* **Travail demandé**: Poursuivez le passage cité consacré à l'ouvrage de Daphné du Maurier sur Branwell Brontë, à la suite de sa dernière phrase.

Une œuvre étrange présentée comme un roman bien qu’il serait plus précis de la définir comme une biographie romancée qui s’assume pour se révéler en définitive plus probante que beaucoup d'autres ouvrages qui, se définissant comme des biographies pures et simples, n'assument pas leur part hypothétique, si vous me suivez dans cette entrée en matière quelque peu labyrinthique ! 

Dans Le Monde infernal de Branwell Brontë (1960), Daphné du Maurier voulut en tous les cas réhabiliter une personne souffrant d'une image des plus antipathiques depuis la biographie de Charlotte Brontë par Elizabeth Gaskell un siècle auparavant : celle d'un « raté, diffamé, négligé, même méprisé » qui « ne possédait pas l’extraordinaire talent de ses sœurs » et dont « le soi-disant génie [qu’elles et son père voyaient en lui] ne dépassa pas l’adolescence »

À la suite d’un travail remarquable de documentation (en témoignent les nombreuses pages de bibliographie à la fin de son ouvrage), Daphné du Maurier en propose pour sa part un portrait plus amène (sans assurer de sa véracité) : celui d’un surdoué hypersensible peut-être trop chouchouté et qui, quittant seulement à ses 20 ans le presbytère familial, ne parvint pas à devenir adulte. 

Enfant, ce fut lui qui engagea ses sœurs sur la voie de la littérature, notamment à travers l’univers de Glass Town, empire africain imaginaire où la fratrie faisait vivre des aventures échevelées à leurs héros composés de personnes illustres réelles tels Wellington et Napoléon. 

Cette œuvre fut poursuivie par les petits Brontë longtemps au-delà de leur adolescence. Ils y investissaient tant d'eux-mêmes qu'ils avaient tendance à tenir leurs personnages pour des êtres existants à part entière. Parmi eux, le cynique et rebelle Alexander Rogue avait la prédilection de Branwell. Pour Daphné du Maurier, Branwell y laissait non seulement libre cours à sa propre révolte religieuse, lui qui était orphelin de mère et fut particulièrement marqué par la disparition prématurée de sa sœur Maria , mais vint à s'y identifier au point de ne plus faire de différence entre ce double fantasmatique et lui-même. 

Branwell serait resté toujours captif de cette confusion infantile, ce qui expliquerait ses échecs successifs au fil des années (comme artiste, puis comme employé de chemin de fer et précepteur), ainsi que ses addictions grandissantes à l’alcool et au laudanum (médicament à base d’opium) l'ayant mené finalement à la mort.

[Entrées de données stockées]

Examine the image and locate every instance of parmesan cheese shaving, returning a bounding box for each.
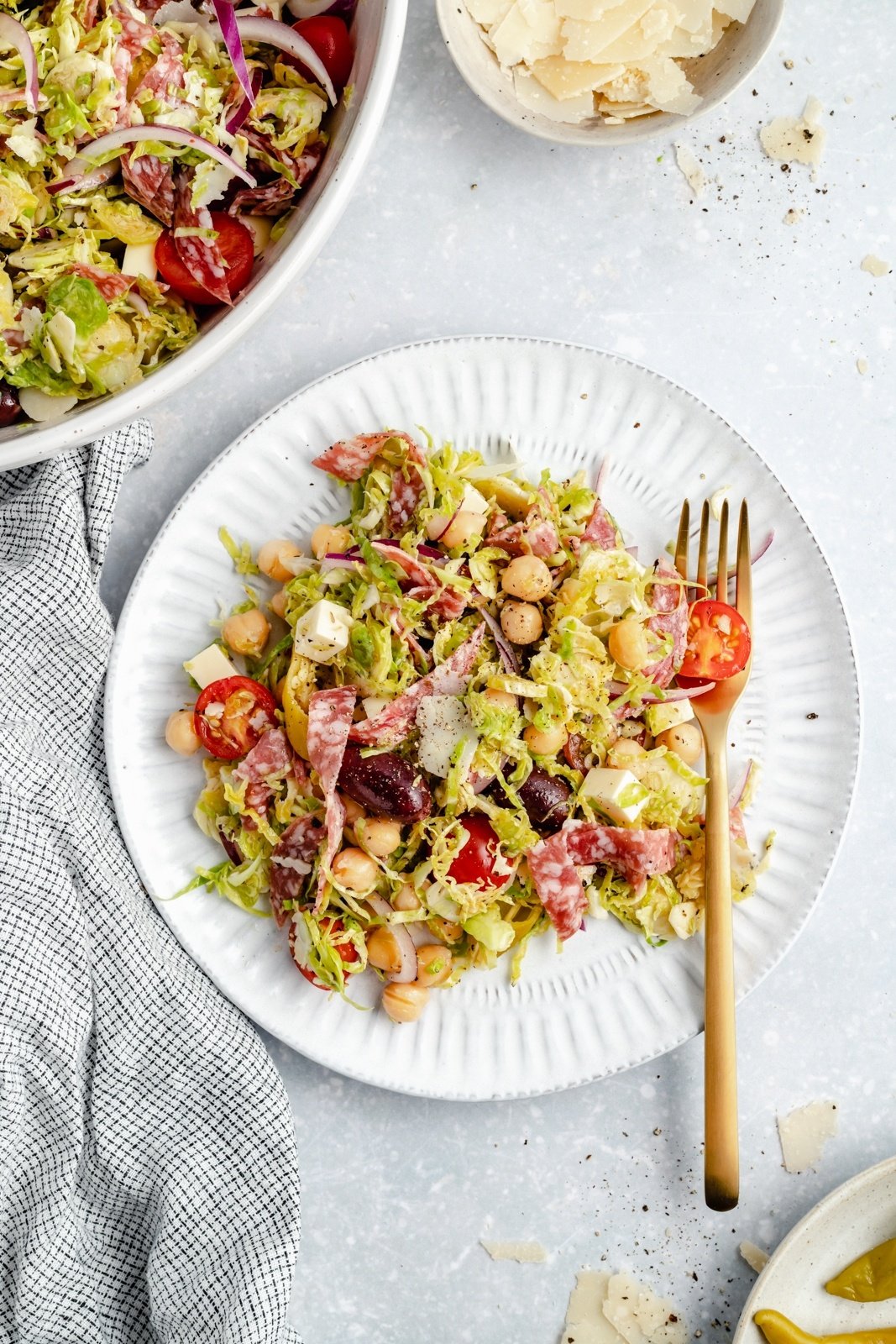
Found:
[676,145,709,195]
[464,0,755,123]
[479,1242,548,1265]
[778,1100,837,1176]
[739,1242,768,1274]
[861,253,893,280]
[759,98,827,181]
* * *
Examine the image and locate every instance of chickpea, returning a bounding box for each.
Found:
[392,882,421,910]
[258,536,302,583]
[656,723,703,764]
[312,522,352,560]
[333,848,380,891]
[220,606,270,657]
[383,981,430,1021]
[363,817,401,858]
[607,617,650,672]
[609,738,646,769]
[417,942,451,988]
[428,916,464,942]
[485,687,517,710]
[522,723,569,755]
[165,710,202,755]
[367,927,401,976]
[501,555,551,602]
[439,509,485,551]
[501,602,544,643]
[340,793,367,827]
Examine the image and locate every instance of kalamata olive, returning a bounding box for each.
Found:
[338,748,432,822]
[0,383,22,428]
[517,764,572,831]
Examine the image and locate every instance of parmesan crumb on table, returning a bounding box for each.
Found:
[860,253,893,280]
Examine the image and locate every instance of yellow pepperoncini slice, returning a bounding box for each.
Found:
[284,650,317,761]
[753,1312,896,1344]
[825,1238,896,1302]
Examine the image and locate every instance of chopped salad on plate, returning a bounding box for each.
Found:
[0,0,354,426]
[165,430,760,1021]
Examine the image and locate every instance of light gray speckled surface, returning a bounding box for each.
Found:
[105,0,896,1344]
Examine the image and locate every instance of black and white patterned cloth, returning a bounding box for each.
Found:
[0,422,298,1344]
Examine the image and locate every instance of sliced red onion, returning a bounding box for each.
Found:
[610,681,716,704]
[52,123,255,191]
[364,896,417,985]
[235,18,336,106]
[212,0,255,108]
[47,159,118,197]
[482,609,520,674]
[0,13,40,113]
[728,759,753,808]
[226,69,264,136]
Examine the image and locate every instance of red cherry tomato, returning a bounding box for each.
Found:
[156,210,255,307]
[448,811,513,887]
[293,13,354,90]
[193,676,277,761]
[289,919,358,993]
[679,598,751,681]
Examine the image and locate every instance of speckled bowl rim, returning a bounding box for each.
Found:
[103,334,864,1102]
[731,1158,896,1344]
* * *
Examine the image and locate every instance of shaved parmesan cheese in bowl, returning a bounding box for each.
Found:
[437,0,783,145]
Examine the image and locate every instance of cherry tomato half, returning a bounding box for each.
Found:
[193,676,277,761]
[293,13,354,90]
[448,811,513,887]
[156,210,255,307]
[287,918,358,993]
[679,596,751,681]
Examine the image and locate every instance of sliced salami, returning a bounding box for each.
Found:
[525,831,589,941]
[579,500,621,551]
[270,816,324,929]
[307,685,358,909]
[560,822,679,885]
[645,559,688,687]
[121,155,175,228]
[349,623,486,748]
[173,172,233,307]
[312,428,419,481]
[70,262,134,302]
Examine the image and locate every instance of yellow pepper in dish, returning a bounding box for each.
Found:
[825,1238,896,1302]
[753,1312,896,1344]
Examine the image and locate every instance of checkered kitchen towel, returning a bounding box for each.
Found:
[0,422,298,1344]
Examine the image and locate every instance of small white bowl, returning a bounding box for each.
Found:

* **Réponse**:
À cet égard, Daphné du Maurier conteste la réalité de la liaison de Branwell avec Mrs. Robinson chez qui il était précepteur. Traditionnellement, c’est à elle que l'on attribuait le motif du renvoi soudain de Branwell (et de la démission peu avant d’Anne Brontë qui était gouvernante des Robinson) sans qu’on ait rien d’autre l’attestant que les déclarations de Branwell. Pour Daphné du Maurier, celui-ci n’aurait fait que fantasmer sa liaison avec Mrs. Robinson pour donner une allure plus romantique à la véritable cause de son congé et plus profondément au fait de n'arriver à rien dans la vie. 

À ce jour, cette liaison reste sujette à débat parmi les brontëologues. Quand bien même aurait-elle existé, le fond du propos de Daphné du Maurier sur le manque de maturité chez Branwell et ses difficultés à se détacher de son imaginaire personnel n'en perdrait pas de sa pertinence. On peut noter que, l'année où parut l'ouvrage de Daphné du Maurier, Muriel Spark exprima de son côté les mêmes impressions au sujet d'Emily dans un essai qu'elle conduisit avec Derek Stanford (Emily Brontë). Toutefois, si Branwell finit par désirer mettre en scène de manière plus réaliste ses héros de toujours , il ne parvint pas à pousser son Et ceux qui sont las se reposent au-delà de quelques dizaines de pages – à la différence d'Emily et ses Hauts de Hurlevent

On pourrait dire ainsi que c’est Branwell qui fut las et se reposa, à l’âge de 31 ans, le corps et l’esprit brisés par l’alcool, la drogue, le ressassement et les cauchemars. 

17 janvier 2013 

Daphné du Maurier : Le Monde infernal de Branwell Brontë, Phébus, 2006.